Dataset:
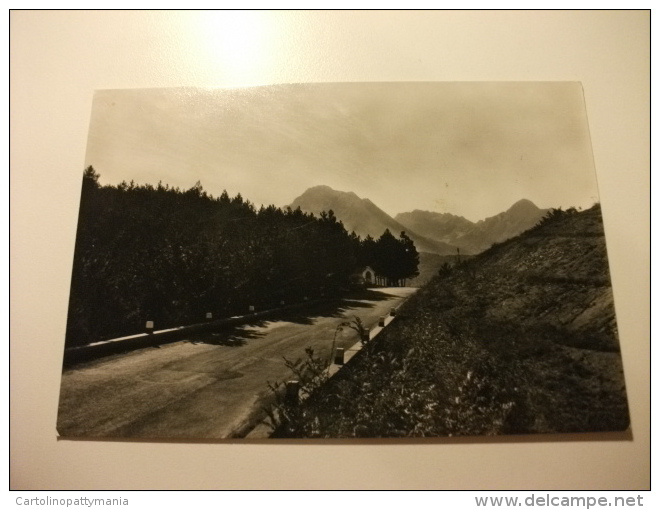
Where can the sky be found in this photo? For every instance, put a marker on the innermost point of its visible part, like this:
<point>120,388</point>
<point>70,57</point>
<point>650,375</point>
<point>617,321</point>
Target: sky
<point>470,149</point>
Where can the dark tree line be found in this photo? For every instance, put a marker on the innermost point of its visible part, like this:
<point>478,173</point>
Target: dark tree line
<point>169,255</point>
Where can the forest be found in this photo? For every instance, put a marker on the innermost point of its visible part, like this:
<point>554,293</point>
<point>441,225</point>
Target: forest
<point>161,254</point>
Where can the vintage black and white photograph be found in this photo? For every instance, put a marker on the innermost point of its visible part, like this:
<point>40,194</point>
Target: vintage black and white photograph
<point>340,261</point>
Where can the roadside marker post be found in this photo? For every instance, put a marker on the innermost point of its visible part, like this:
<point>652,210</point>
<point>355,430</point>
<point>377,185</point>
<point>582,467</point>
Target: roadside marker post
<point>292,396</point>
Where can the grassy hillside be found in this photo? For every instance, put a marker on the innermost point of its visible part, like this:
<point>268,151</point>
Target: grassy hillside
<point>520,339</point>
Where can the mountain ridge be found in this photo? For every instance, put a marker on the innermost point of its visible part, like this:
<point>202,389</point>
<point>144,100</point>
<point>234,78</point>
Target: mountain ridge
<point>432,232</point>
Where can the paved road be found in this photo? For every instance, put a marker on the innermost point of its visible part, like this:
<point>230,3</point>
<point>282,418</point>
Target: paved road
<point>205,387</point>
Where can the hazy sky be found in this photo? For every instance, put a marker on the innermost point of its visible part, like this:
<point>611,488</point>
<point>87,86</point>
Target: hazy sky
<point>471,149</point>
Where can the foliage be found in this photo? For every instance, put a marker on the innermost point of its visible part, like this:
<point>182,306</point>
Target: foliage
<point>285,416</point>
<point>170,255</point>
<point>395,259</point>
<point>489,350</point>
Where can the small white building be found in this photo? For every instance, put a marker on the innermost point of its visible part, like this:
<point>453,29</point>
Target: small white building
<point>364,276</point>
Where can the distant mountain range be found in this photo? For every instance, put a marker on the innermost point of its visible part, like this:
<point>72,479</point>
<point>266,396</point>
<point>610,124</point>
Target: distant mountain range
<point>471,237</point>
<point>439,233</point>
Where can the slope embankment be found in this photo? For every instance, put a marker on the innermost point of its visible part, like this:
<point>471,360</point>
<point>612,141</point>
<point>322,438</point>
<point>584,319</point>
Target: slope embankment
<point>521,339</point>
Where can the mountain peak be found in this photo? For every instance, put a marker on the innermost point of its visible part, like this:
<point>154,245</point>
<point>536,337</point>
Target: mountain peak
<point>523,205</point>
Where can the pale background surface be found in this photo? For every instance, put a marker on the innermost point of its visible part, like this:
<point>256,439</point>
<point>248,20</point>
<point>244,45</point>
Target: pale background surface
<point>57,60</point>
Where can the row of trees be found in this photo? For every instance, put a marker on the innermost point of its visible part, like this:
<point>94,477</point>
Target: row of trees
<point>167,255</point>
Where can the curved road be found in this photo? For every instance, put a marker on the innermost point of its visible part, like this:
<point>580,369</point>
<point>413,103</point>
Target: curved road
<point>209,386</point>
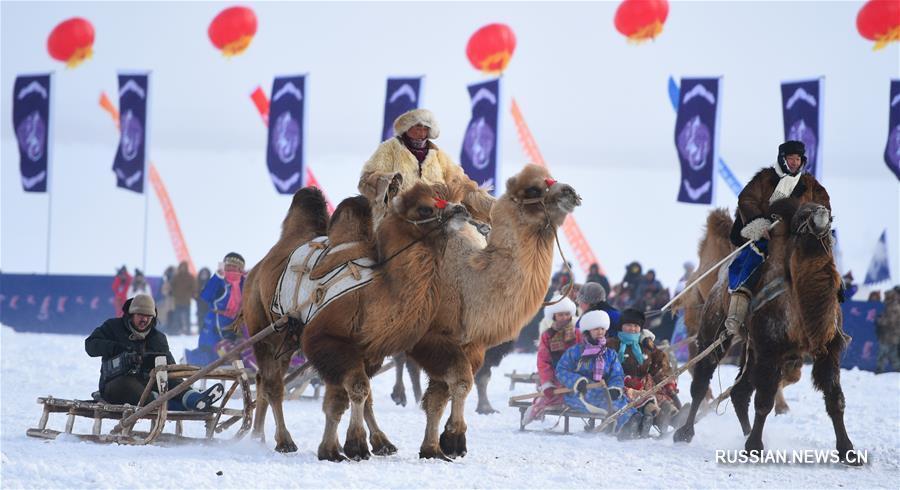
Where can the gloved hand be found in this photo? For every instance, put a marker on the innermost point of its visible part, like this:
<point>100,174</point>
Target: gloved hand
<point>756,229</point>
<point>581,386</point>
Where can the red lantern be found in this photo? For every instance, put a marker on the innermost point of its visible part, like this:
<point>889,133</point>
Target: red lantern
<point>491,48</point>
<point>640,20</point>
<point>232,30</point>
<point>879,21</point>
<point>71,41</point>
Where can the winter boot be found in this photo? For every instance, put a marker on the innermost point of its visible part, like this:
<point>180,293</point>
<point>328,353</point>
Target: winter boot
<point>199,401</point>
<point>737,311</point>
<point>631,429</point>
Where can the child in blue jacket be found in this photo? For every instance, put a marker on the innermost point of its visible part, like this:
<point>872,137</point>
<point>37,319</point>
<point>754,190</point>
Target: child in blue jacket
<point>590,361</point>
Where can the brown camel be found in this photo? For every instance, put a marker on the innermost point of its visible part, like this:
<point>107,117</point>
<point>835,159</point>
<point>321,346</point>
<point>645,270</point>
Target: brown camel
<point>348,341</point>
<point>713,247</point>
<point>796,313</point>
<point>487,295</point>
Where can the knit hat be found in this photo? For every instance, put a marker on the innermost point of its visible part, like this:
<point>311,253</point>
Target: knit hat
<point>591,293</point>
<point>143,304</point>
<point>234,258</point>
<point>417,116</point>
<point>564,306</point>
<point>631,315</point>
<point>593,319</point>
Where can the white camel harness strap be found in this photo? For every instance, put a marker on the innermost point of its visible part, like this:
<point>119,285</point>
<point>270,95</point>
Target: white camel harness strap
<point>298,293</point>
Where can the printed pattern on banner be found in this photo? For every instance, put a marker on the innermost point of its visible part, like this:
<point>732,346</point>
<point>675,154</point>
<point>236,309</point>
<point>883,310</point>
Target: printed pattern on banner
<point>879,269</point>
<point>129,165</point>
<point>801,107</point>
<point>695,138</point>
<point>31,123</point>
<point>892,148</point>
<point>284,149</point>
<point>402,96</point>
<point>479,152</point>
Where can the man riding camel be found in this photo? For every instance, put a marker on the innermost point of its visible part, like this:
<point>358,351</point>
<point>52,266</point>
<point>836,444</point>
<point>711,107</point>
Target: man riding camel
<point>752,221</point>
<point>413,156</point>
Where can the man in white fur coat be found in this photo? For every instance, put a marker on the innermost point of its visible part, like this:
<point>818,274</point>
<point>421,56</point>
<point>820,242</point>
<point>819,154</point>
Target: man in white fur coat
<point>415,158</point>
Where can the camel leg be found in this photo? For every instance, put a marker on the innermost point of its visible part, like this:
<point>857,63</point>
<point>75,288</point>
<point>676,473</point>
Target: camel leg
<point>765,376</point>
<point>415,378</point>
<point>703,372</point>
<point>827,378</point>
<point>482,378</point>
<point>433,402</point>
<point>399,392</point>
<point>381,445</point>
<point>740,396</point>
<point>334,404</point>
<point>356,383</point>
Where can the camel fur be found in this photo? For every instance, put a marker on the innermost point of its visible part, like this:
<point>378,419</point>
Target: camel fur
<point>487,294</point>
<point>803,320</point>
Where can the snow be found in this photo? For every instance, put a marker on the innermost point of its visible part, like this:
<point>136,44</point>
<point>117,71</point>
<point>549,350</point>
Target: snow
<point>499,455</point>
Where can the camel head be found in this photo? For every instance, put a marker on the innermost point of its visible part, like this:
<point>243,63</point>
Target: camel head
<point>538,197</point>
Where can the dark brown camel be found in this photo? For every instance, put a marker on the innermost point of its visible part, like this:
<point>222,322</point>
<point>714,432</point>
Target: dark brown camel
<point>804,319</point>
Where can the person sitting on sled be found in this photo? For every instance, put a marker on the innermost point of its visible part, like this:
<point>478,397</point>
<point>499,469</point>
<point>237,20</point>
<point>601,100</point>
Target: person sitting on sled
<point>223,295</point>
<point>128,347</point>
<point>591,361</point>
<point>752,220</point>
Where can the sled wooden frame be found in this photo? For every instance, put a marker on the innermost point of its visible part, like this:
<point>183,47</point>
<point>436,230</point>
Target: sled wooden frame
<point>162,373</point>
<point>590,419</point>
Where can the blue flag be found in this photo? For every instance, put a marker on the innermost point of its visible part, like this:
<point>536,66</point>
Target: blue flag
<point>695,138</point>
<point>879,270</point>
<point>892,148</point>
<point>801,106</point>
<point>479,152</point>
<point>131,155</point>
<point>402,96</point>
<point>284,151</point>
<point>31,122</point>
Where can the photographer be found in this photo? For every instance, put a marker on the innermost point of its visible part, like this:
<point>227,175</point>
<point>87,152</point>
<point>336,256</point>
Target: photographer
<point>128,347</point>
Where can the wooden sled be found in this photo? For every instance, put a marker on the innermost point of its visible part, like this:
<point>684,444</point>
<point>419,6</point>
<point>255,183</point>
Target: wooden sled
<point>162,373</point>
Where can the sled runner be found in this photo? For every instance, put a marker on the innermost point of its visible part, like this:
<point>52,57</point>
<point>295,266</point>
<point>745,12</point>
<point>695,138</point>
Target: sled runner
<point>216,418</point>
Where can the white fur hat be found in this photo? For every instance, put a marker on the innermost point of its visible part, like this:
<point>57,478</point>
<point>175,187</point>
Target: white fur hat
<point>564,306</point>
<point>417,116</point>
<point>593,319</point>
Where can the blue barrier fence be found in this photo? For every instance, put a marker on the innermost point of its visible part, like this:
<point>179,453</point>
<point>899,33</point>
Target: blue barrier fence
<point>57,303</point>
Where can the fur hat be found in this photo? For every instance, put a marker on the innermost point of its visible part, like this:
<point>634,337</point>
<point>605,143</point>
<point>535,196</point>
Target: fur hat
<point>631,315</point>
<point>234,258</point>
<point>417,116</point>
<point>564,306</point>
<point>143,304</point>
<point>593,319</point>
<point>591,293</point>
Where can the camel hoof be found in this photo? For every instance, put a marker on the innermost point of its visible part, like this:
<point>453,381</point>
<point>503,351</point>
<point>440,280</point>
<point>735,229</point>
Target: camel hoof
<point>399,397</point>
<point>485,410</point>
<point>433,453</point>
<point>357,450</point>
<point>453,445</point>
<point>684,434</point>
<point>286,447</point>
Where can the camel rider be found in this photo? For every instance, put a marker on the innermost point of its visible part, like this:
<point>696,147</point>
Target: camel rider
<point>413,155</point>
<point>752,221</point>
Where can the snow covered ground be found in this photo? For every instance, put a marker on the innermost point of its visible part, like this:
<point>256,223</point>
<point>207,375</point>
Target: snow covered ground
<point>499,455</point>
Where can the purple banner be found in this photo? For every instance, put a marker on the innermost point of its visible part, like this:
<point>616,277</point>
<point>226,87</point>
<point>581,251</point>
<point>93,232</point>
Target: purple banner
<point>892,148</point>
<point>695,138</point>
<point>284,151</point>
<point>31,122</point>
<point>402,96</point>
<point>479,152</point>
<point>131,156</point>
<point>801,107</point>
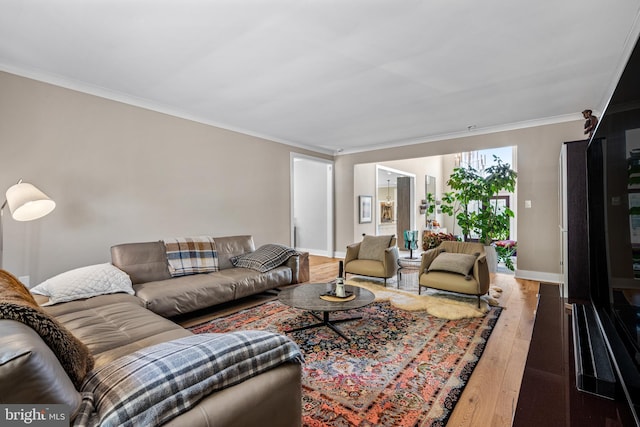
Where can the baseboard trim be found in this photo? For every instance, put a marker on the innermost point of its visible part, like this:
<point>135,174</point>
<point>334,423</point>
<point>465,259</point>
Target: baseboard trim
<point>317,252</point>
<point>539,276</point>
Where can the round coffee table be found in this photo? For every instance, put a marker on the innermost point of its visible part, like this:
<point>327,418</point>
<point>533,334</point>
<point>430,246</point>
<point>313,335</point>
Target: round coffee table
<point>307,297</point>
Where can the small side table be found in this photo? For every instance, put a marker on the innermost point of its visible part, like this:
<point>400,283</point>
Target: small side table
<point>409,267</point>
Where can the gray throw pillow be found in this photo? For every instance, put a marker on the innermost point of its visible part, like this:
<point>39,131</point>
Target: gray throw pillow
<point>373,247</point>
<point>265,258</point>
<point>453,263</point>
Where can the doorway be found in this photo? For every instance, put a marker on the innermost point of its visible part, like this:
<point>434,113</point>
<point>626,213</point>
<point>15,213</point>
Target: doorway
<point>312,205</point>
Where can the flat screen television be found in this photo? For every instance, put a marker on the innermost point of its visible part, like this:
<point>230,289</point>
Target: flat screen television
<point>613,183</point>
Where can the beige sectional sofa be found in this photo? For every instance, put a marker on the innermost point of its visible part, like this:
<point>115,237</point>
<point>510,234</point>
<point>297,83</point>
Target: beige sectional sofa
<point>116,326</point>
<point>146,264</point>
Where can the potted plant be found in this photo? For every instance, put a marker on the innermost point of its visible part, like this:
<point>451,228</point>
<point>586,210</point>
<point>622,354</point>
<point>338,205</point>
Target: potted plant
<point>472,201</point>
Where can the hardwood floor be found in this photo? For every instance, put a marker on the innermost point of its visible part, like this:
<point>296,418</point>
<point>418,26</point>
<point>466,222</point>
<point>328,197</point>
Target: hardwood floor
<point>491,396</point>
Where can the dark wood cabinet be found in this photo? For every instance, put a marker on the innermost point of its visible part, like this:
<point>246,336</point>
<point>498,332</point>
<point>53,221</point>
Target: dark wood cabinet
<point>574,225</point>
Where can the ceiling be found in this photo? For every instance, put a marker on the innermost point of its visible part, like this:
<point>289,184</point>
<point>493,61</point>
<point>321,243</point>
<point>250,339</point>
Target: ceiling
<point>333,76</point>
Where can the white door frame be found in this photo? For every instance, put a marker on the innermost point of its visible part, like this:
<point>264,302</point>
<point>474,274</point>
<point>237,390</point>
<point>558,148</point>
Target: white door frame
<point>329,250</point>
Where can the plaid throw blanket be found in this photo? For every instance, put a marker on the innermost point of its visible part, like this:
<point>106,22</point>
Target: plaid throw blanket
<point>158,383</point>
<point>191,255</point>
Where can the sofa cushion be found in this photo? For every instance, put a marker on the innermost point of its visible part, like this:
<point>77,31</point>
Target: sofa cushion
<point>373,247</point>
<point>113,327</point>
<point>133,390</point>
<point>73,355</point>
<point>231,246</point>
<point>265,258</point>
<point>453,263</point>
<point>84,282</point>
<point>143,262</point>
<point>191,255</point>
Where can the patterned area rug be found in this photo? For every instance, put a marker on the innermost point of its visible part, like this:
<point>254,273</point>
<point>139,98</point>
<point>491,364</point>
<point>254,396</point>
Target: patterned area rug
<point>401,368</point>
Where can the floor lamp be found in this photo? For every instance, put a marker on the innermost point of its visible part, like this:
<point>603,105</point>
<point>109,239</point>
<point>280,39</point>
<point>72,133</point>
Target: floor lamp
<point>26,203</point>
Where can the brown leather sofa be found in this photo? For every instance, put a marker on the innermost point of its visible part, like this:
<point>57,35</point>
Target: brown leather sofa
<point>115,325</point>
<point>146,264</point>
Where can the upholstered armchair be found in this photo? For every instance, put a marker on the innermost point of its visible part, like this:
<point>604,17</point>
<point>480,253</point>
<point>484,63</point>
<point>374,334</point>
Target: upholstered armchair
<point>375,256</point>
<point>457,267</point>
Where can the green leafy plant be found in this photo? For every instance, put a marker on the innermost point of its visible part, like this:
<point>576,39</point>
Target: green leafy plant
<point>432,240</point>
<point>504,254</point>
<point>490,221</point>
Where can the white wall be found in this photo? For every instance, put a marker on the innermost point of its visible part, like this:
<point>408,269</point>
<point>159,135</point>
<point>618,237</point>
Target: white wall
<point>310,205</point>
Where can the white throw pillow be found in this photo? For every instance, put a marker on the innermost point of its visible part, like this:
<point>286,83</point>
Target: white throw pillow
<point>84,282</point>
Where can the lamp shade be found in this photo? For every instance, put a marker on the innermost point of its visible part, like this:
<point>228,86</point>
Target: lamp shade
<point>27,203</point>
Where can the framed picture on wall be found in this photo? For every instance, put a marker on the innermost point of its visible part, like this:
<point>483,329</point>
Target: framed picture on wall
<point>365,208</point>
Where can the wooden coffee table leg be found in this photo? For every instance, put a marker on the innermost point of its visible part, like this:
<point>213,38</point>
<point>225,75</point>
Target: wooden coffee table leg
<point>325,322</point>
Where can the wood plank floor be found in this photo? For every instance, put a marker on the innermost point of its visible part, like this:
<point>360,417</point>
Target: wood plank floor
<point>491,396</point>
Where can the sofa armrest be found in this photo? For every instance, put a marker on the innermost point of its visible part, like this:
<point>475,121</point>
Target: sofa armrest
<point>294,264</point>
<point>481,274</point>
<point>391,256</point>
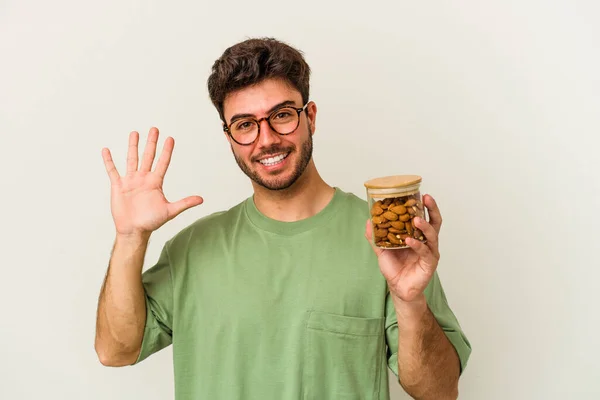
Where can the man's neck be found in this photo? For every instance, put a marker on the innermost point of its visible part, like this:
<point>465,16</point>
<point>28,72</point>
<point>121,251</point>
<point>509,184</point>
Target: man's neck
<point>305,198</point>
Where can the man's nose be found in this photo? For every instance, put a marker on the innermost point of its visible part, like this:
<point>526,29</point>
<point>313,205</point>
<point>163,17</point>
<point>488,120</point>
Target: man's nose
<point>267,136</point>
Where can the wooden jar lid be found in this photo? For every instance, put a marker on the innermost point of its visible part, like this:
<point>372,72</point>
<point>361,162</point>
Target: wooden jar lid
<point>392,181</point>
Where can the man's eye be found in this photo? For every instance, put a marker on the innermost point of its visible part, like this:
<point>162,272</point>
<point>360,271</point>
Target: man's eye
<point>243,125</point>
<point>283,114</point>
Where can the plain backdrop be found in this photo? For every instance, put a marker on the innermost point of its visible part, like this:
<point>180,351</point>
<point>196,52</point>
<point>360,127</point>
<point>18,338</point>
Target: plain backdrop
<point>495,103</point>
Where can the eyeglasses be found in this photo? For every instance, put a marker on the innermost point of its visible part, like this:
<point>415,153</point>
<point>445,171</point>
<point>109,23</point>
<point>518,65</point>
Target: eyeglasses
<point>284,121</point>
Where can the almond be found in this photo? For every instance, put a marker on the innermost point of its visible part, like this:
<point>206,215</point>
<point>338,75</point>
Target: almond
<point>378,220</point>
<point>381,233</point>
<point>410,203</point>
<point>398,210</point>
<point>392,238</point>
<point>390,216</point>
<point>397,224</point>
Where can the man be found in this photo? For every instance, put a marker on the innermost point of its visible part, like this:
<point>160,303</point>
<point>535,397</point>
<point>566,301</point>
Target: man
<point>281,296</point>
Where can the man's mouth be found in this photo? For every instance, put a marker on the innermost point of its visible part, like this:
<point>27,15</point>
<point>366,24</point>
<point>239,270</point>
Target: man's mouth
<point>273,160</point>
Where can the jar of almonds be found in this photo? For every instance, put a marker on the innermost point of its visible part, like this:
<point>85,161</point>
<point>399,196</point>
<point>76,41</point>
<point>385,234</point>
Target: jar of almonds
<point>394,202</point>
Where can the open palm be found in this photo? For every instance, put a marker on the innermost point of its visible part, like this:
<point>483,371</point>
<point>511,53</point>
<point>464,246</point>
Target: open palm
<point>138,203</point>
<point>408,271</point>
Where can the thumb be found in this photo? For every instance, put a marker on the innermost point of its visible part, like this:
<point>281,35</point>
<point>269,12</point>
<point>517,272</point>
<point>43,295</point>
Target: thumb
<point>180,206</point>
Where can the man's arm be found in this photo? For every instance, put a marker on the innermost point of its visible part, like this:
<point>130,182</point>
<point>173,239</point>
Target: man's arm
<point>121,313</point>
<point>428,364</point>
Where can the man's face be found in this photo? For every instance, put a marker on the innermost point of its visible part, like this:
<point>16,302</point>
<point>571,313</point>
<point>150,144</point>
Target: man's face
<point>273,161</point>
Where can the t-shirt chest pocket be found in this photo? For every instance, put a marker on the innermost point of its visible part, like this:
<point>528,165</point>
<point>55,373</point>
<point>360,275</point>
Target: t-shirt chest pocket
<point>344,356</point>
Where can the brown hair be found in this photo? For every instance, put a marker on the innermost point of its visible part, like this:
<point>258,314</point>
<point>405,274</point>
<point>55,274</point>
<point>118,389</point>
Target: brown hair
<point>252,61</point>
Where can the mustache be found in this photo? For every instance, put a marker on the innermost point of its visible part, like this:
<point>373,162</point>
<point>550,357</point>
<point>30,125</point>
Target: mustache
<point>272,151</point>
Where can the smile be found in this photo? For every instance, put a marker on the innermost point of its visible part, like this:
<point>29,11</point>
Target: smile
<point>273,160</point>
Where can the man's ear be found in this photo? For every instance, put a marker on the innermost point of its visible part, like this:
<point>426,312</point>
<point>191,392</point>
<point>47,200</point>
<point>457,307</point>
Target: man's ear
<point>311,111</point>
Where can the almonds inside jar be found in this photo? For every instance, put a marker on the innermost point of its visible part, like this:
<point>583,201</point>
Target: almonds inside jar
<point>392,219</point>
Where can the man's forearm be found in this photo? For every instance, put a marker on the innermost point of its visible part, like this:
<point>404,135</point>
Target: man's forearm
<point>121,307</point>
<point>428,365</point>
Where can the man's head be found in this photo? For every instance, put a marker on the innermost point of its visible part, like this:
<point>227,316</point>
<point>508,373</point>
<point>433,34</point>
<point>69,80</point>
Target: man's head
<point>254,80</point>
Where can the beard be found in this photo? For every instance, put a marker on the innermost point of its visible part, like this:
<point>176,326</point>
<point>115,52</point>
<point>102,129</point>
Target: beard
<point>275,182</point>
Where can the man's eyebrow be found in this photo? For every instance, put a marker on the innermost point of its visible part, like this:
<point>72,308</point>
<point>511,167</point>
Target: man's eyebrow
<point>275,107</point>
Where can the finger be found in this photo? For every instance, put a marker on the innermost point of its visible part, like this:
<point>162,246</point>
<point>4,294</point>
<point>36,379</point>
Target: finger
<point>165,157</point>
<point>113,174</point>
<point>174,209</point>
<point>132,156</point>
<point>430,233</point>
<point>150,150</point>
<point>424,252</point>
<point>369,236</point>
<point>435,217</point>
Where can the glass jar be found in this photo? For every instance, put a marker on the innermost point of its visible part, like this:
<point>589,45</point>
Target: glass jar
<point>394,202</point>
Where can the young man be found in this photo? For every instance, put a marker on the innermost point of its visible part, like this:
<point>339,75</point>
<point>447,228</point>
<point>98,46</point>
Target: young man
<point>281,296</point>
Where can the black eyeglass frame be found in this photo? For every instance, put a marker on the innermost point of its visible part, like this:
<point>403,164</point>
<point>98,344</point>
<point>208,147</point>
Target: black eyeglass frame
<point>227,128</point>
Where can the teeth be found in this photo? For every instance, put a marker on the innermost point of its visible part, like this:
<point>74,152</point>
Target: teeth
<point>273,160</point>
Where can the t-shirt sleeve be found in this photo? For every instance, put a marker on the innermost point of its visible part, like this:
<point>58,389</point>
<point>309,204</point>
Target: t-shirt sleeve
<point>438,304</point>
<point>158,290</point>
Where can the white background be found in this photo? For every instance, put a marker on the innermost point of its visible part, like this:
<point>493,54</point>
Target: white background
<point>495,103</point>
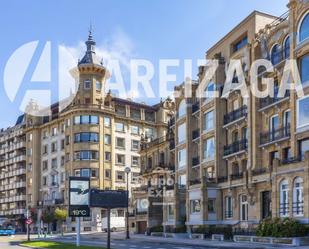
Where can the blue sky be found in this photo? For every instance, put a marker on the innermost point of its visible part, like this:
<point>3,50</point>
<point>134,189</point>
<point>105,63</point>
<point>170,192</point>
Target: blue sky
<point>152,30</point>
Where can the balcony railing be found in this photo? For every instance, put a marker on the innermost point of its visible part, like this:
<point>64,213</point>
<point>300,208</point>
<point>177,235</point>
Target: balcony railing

Required task:
Express the lines from the one containing "Where can the winter" through the one containing "<point>590,361</point>", both included, as a JSON list of strings with one string per line and no blank lines.

Task solution:
[
  "Where can the winter boot be found in this photo? For every instance, put a marker on the innermost point of its visible part, like this:",
  "<point>180,293</point>",
  "<point>328,353</point>",
  "Target: winter boot",
  "<point>199,401</point>",
  "<point>737,311</point>",
  "<point>631,429</point>",
  "Where can the child in blue jacket be found in this photo? For every instance, put a marker on the innermost point of its visible part, like this:",
  "<point>872,137</point>",
  "<point>37,319</point>",
  "<point>754,190</point>",
  "Target: child in blue jacket",
  "<point>590,361</point>"
]